What the task asks: Rewrite the part of the rows that opens with the line containing "TARGET = blue tent" and closes with the last line of the rows, both of those lines included. Copy every request line as it is, and shift each answer coordinate by adding -137 to it.

[Point annotation dataset rows]
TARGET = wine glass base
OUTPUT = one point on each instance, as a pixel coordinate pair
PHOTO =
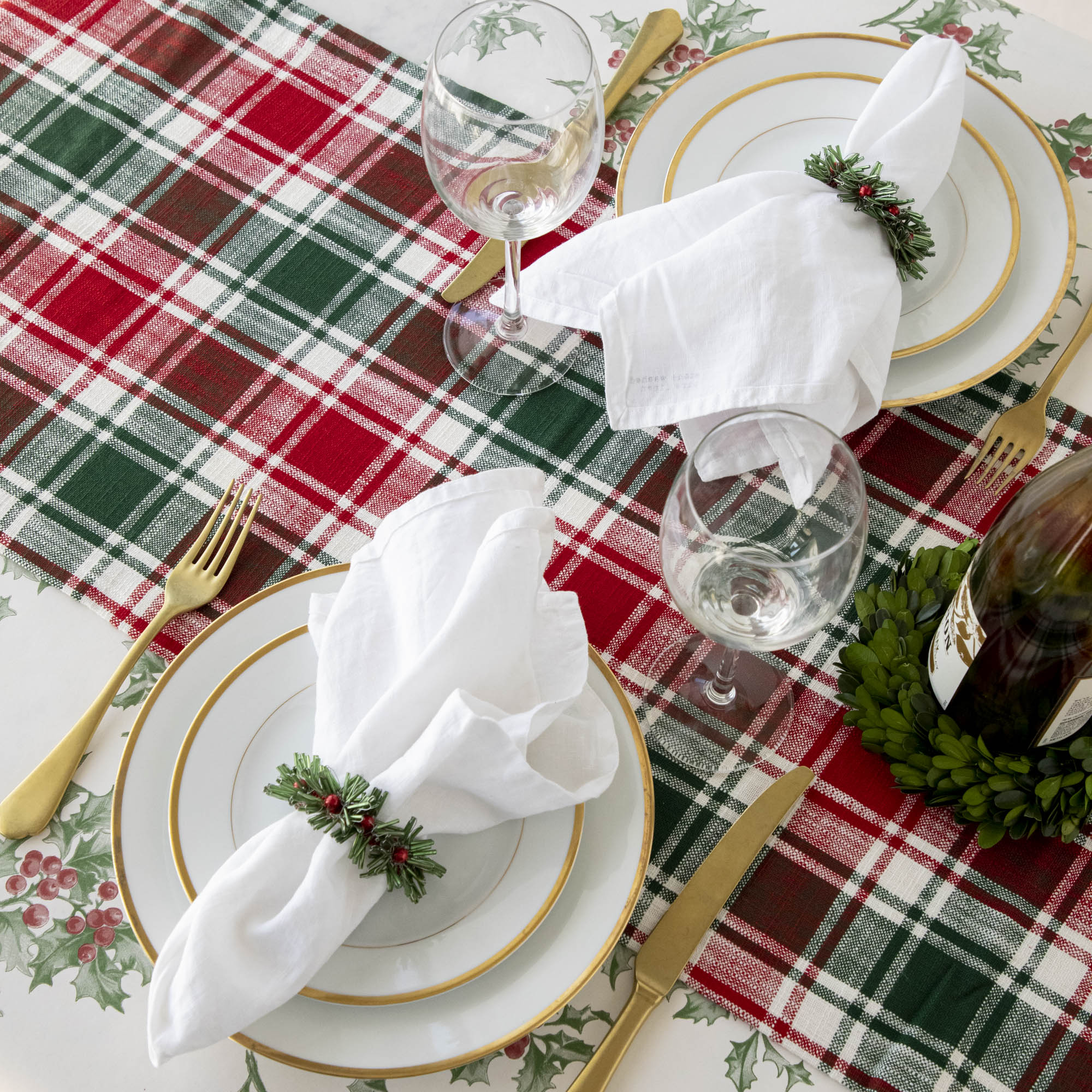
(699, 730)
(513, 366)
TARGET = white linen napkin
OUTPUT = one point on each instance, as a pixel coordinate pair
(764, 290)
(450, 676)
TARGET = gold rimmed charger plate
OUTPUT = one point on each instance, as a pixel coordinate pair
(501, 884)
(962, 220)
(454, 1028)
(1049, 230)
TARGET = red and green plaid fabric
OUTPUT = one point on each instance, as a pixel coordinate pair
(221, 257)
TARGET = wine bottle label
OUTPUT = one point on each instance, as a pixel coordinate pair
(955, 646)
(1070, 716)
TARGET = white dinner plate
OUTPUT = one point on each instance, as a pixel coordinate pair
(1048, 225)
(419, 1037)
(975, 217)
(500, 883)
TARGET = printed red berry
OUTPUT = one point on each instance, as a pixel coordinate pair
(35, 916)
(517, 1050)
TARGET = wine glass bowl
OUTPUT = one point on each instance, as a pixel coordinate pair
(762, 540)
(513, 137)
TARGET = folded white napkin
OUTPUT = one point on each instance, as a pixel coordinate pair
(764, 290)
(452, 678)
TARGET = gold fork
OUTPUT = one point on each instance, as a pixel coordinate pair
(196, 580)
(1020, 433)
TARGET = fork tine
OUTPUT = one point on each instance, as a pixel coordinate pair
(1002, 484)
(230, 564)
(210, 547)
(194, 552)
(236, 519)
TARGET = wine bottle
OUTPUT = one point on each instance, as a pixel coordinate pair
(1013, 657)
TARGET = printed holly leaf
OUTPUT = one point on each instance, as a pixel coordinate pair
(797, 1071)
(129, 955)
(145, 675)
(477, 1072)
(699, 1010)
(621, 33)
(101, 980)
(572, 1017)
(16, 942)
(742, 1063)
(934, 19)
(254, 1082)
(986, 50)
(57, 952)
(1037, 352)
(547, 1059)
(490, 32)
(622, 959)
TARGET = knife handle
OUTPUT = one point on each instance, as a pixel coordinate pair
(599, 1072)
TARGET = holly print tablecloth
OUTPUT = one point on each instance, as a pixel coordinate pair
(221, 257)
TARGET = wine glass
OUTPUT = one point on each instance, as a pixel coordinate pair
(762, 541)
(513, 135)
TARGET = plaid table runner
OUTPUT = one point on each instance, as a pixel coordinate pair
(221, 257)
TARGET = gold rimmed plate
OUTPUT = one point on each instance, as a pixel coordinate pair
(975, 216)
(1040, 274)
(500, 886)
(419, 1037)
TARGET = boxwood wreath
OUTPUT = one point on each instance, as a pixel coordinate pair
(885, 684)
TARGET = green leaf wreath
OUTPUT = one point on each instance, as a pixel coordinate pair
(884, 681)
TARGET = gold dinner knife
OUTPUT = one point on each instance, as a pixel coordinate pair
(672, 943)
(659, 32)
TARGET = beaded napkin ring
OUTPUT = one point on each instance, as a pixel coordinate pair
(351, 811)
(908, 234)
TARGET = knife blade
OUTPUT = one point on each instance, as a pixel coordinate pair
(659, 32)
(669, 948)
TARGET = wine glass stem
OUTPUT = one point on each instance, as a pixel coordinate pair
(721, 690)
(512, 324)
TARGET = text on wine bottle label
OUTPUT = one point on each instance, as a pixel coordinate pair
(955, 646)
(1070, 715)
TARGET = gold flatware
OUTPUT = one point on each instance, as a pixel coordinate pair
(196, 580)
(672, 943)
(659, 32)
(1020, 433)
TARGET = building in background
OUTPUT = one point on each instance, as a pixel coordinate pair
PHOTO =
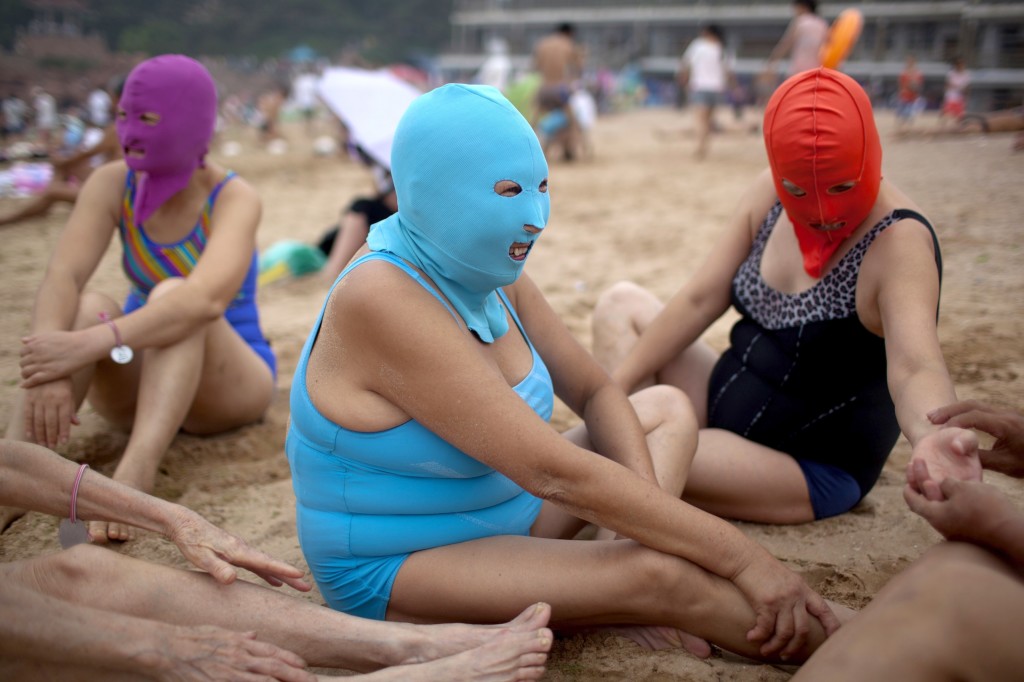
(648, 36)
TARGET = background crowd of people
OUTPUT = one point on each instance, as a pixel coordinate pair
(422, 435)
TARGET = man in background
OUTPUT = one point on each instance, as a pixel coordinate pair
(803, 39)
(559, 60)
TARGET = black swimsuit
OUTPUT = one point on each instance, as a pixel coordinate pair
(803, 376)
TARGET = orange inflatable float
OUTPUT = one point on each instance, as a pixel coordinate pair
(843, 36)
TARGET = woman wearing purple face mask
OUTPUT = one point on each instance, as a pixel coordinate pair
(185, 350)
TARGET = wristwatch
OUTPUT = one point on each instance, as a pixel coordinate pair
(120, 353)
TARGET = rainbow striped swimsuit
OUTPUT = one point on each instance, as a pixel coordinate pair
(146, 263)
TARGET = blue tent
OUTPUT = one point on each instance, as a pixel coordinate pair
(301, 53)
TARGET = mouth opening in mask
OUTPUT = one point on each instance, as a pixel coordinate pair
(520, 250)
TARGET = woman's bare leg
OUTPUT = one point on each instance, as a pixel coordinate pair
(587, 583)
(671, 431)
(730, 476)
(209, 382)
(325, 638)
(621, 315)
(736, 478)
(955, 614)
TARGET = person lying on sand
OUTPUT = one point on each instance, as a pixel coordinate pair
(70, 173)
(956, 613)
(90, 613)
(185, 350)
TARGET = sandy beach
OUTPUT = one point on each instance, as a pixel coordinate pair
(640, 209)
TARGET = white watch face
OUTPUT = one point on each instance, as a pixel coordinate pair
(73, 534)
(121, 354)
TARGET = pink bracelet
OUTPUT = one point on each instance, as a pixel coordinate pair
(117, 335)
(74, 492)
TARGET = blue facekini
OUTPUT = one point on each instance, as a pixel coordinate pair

The output:
TARGET = blue tent
OUTPUT = one point on each instance, as a pixel coordinate pair
(164, -84)
TARGET = mouth opening in mask
OUTPUT = one point on each instance, as a pixel coordinate pair
(383, 113)
TARGET = woman's bare leg
OUTPUT = one point on each instance, as a pixel coordinate pair
(450, 446)
(534, 294)
(593, 339)
(72, 245)
(188, 501)
(484, 178)
(599, 341)
(818, 477)
TARGET = person lying on sand
OUTPUT = one point on each instance, as a pixel coordinate pair
(-67, 36)
(819, 476)
(-47, 476)
(48, 213)
TARGET = sandy beach
OUTPUT = one point on each instance, as a pixel coordinate pair
(503, 72)
TARGET = white watch face
OUTPUT = one point on each instance, as a pixel coordinate pair
(-64, 397)
(-16, 217)
TARGET = pink bracelet
OUTPUT = one point on each instance, as a pixel coordinate pair
(-20, 198)
(-63, 355)
TARGET = blue facekini
OUTPUT = one point on each instance, as a pixel coordinate pair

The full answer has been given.